(DIRECTIVE 1) Reproduce each entry after the complex-curve excerpt word for word, omitting the pictures.

(DOCUMENT EXCERPT)

Consider now the reconstruction algorithm of complex curve \(X \subseteq {\mathbb {C}} {\mathrm {P}}^2\) with given boundary \(bX\) and with condition of minimality (*). Let us consider the cases \(\mu _0 = 0\), \(1\), \(2\).

The reconstruction algorithm is based on formulas (6) with polynomials \(P_m\), \(m=0\), \(1\), .... The next theorem permits calculating these polynomials. If \(i\), \(j\), \(k\), \(l\) are non-negative integers we will use the notation

$$\begin{aligned} \ae ^{ij}_{kl} = \frac{1}{2\pi i} \int \limits _\gamma \bigl ( z_1^i z_2^j \, dz_1 + z_1^k z_2^l \, dz_2 \bigr ). \end{aligned}$$

(10)

Theorem 3.1

Let \(X\subset {{\mathbb {C}}}P^2\) be a complex curve without algebraic subdomains, \(\gamma \subset {\mathbb {C}}^2\) be its boundary. Let mutually distinct holomorphic in \(\xi \in \Omega _l^{(1)}\), \(l=0\), \(1\), ..., \(L\), functions \(\{h_j(\xi )\}\) and holomorphic in \(\xi \in \Omega _l^{(1)}\), \(l=0\), ..., \(L\), functions \(P_m(\xi _0,\xi _1)\), being polynomials of degree at most \(m\) in \(\xi _0\), satisfy the system (1), (6) for \(\xi \in \Omega _l^{(1)}\), \(j=1\), ..., \(N_+(\xi )\) with minimal \(N_+(\xi )\) (existence and uniqueness of such functions follow from Theorem 2.2). Then the following statements are valid:

1. 1.

   If \(\mu _0 = 0\), then \(P_m(\xi _0,0) \equiv 0\) for all \(m\). Besides, \(G_1(\xi _0,\xi _1) = 0\), if \(|\xi _0| \ge \mathrm {const}(X)(1+|\xi _1|)\).

2. 2.

   If \(\mu _0 = 1\), then \(P_1(\xi _0,0) = c_{11}+c_{12}\xi _0\), where constants \(c_{11}\) and \(c_{12}\) satisfy the identity in \(\xi _0 \in \Omega _0\):

   $$\begin{aligned}&c_{11} \frac{\partial G_1}{\partial \xi _0}(\xi _0,0) + c_{12} \biggl ( \xi _0 \frac{\partial G_1}{\partial \xi _0}(\xi _0,0) + G_1(\xi _0,0) \biggr ) \nonumber \\&\quad = G_1(\xi _0,0)\frac{\partial G_1}{\partial \xi _0}(\xi _0,0)-\frac{\partial G_1}{\partial \xi _1}(\xi _0,0). \end{aligned}$$

   (11)
3. 3.

(DIRECTIVE 2) Swap "boundary" for "edge" in the complex-curve excerpt and write it out, starting at the words "Consider now the" and ending after "cases \(\mu _0 = 0\), \(1\), \(2\).".

(MATERIAL PROVIDED)
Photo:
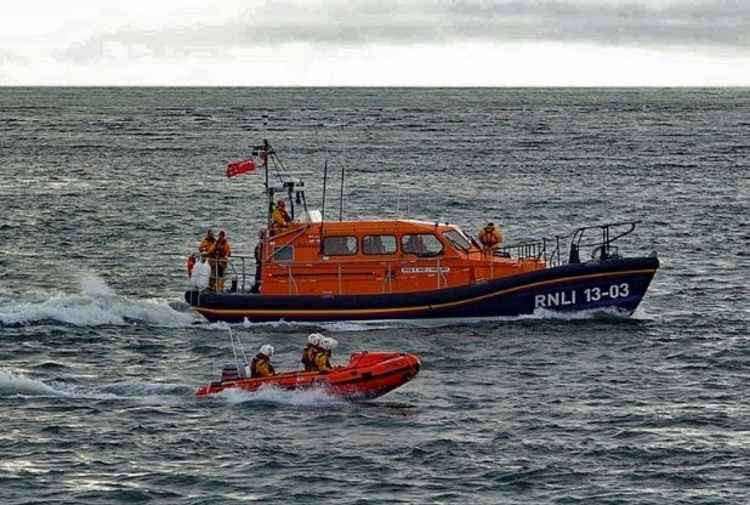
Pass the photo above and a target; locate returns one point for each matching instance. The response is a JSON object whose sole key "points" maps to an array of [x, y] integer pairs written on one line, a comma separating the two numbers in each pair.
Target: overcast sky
{"points": [[379, 43]]}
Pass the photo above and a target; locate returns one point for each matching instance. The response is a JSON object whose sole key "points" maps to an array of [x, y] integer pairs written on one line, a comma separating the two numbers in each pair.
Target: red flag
{"points": [[240, 167]]}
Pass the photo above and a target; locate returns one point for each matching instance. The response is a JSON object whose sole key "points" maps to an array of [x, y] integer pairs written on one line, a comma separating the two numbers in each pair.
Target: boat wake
{"points": [[18, 384], [606, 313], [95, 304], [300, 398]]}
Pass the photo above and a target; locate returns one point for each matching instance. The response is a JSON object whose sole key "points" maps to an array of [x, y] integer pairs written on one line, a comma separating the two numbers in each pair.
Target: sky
{"points": [[375, 43]]}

(EXERCISE ANSWER 1)
Photo:
Pass the photo above and a target; locate returns one point for each matching instance. The response is a JSON object whose sole key "points" maps to an array of [x, y] integer pairs written on one line, a comma separating the two numbers in each pair.
Target: overcast sky
{"points": [[379, 43]]}
Pass the photo above and a target; locate returns one point for each matching instance. The response is a JSON object whose sole key "points" maps to an array of [x, y] integer pairs written on one line, a comma separating the two numbers in each pair.
Target: red flag
{"points": [[240, 167]]}
Pass the photo above and a target; locate returns one point for each matching instance. The response is a JSON object whose sole key "points" maps to an array of [x, y] integer pairs written on one line, a comma separating the two numbers in each pair.
Target: boat wake
{"points": [[18, 384], [606, 313], [95, 304], [300, 398]]}
Pass the photo above and a target; locate returns one point for each matching instance. The response is a JSON object whose sole key "points" maps to an array of [x, y] integer pairs written on one line, a comma separating the two numbers in each pair.
Target: sky
{"points": [[375, 43]]}

(EXERCISE ANSWER 2)
Consider now the reconstruction algorithm of complex curve \(X \subseteq {\mathbb {C}} {\mathrm {P}}^2\) with given edge \(bX\) and with condition of minimality (*). Let us consider the cases \(\mu _0 = 0\), \(1\), \(2\).